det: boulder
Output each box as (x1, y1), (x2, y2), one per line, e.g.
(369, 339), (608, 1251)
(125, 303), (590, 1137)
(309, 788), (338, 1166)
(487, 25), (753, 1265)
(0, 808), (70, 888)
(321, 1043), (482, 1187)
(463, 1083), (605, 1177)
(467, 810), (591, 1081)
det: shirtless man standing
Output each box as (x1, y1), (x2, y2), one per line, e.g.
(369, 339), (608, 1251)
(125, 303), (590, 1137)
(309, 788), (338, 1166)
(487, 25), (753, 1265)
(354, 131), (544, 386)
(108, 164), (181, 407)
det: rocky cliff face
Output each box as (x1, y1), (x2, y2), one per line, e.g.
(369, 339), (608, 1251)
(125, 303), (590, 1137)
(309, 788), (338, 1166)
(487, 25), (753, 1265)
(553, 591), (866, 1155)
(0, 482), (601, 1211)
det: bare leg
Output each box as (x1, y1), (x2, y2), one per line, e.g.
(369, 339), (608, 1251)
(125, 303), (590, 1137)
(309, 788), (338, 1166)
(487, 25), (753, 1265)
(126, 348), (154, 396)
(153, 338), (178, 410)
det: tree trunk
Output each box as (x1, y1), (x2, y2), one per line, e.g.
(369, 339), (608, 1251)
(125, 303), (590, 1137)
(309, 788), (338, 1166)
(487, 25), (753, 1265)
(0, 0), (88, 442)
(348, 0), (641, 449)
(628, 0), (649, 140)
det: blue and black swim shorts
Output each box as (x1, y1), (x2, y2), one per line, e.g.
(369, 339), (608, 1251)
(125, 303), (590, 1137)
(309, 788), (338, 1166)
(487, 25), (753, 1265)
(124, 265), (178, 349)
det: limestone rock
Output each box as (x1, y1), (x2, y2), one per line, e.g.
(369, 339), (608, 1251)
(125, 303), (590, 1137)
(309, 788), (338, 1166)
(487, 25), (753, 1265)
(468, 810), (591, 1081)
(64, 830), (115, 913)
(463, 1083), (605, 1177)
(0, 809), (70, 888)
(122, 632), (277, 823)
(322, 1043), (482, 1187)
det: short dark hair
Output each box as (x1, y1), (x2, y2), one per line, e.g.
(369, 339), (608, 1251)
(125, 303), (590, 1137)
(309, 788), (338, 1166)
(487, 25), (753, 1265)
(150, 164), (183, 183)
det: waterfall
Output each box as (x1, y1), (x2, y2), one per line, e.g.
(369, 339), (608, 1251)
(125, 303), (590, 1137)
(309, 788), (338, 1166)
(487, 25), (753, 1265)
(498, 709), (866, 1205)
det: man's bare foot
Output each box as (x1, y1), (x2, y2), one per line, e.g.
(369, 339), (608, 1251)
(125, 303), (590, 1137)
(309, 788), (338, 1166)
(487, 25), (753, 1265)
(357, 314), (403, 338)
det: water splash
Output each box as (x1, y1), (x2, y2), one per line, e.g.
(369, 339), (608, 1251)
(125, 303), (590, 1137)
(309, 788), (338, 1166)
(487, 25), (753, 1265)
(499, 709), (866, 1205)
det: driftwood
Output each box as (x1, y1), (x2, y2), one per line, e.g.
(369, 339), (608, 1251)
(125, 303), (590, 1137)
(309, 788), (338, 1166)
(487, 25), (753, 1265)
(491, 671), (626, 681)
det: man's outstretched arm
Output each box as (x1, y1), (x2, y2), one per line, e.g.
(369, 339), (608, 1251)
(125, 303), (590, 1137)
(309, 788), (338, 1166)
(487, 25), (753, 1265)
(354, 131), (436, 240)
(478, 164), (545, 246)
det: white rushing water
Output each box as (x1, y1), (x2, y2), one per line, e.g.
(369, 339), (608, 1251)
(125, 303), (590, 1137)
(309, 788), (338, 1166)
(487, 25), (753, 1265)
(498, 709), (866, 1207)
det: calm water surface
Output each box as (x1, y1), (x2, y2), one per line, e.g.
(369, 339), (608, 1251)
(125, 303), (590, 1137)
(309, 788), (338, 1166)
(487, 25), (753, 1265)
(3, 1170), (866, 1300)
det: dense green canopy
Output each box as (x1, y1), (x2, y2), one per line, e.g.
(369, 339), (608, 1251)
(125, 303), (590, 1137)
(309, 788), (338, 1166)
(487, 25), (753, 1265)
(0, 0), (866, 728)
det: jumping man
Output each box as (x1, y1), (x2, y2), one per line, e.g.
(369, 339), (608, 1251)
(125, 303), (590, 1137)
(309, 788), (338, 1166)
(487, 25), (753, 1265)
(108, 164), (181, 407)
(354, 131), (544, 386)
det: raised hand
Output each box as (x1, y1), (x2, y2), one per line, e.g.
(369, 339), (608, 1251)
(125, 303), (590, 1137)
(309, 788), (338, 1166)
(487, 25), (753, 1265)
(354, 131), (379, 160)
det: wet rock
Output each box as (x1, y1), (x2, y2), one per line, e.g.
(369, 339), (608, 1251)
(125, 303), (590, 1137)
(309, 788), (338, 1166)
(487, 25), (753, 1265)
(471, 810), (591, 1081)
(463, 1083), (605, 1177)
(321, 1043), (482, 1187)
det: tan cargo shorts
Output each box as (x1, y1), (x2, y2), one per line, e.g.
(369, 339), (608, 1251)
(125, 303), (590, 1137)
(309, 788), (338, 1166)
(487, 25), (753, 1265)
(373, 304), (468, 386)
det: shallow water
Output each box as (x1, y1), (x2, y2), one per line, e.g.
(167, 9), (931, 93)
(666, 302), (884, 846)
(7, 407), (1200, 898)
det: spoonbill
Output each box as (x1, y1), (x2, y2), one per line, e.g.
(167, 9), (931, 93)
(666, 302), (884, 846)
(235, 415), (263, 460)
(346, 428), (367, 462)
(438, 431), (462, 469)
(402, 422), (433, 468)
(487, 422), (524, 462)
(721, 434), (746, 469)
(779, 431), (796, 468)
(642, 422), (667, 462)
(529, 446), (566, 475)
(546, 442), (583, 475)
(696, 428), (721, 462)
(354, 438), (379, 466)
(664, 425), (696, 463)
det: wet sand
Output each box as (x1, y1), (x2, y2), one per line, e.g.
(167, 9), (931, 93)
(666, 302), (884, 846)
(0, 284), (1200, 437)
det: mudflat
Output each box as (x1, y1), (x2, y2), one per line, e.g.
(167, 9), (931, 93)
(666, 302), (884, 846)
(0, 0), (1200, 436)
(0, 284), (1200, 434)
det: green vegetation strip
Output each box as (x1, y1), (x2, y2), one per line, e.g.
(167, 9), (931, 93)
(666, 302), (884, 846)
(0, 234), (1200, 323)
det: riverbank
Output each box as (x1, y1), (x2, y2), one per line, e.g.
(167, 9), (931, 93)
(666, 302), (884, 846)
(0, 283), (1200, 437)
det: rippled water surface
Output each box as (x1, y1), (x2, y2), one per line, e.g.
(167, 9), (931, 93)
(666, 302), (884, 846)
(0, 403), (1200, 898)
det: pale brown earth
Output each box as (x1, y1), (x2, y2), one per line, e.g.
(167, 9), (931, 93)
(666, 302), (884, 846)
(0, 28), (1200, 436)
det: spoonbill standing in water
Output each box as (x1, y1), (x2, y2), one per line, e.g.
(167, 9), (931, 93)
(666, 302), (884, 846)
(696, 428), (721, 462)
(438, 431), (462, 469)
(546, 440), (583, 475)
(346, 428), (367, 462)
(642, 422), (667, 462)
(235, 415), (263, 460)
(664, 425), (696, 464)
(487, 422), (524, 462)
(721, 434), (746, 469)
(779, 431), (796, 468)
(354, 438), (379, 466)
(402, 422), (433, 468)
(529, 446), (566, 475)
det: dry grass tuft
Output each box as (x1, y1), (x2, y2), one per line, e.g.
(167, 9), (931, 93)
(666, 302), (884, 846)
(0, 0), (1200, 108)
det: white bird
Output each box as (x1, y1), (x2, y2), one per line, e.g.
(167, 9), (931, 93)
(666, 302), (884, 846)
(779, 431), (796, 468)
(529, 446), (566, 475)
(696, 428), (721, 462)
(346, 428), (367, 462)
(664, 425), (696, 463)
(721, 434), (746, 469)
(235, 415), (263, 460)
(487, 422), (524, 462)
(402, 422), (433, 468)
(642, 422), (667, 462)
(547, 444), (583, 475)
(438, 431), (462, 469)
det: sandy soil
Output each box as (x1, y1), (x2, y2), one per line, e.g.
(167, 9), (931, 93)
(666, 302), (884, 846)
============
_INSTRUCTION_. Please lay out everything in the listing above, from the line containing "det: tan cargo shorts" down to the line containing "(0, 28), (1200, 436)", both included, as a Markdown table with the columns Row and Text. Give each line its own numbered row and omit blank lines.

_REPLY TO THE TASK_.
| Row | Text |
|---|---|
| 1 | det: tan cargo shorts |
| 2 | Output each box as (x1, y1), (x2, y2), one per line, e.g. |
| 3 | (369, 339), (608, 1251) |
| 4 | (125, 303), (590, 1137) |
| 5 | (309, 788), (338, 1166) |
| 6 | (487, 25), (753, 1265) |
| 7 | (373, 304), (468, 386) |
| 8 | det: shallow water |
| 9 | Output each box as (x1, y1), (x2, y2), one per line, e.g. |
| 10 | (167, 9), (931, 93) |
| 11 | (666, 302), (884, 846) |
| 12 | (7, 407), (1200, 898) |
| 13 | det: spoonbill |
| 14 | Output each box as (x1, y1), (x2, y2), one per line, e.g. |
| 15 | (167, 9), (931, 93) |
| 16 | (666, 302), (884, 846) |
| 17 | (235, 415), (263, 460) |
| 18 | (346, 428), (367, 462) |
| 19 | (438, 431), (462, 469) |
| 20 | (402, 422), (433, 468) |
| 21 | (487, 422), (524, 462) |
| 22 | (721, 434), (746, 469) |
| 23 | (779, 431), (796, 468) |
| 24 | (642, 422), (667, 462) |
| 25 | (529, 446), (566, 475) |
| 26 | (546, 442), (583, 475) |
| 27 | (696, 428), (721, 462) |
| 28 | (354, 438), (379, 466) |
| 29 | (664, 425), (696, 463) |
| 30 | det: wet sand |
| 31 | Output each box as (x1, y1), (x2, y2), one per line, e.g. |
| 32 | (167, 9), (931, 93) |
| 33 | (666, 302), (884, 846) |
| 34 | (0, 284), (1200, 437) |
| 35 | det: mudflat |
| 36 | Output each box as (x1, y1), (x2, y2), one per line, e.g. |
| 37 | (167, 9), (931, 93) |
| 38 | (666, 302), (884, 846) |
| 39 | (0, 0), (1200, 436) |
| 40 | (0, 284), (1200, 434) |
| 41 | det: green vegetation strip |
| 42 | Output each box as (x1, y1), (x2, y2), one per line, e.g. |
| 43 | (167, 9), (931, 93) |
| 44 | (666, 302), (884, 846) |
| 45 | (0, 234), (1200, 323) |
| 46 | det: riverbank |
| 47 | Output each box as (x1, y1), (x2, y2), one per line, e.g. |
| 48 | (167, 9), (931, 93) |
| 49 | (666, 302), (884, 846) |
| 50 | (0, 283), (1200, 437) |
| 51 | det: rippled water surface |
| 52 | Output each box as (x1, y1), (x2, y2), one per line, e.g. |
| 53 | (167, 9), (931, 93) |
| 54 | (666, 302), (884, 846) |
| 55 | (0, 403), (1200, 898) |
| 56 | det: pale brown earth |
| 57 | Output each box as (x1, y1), (x2, y2), one per line, e.g. |
| 58 | (167, 9), (931, 93) |
| 59 | (666, 302), (884, 846) |
| 60 | (0, 28), (1200, 436) |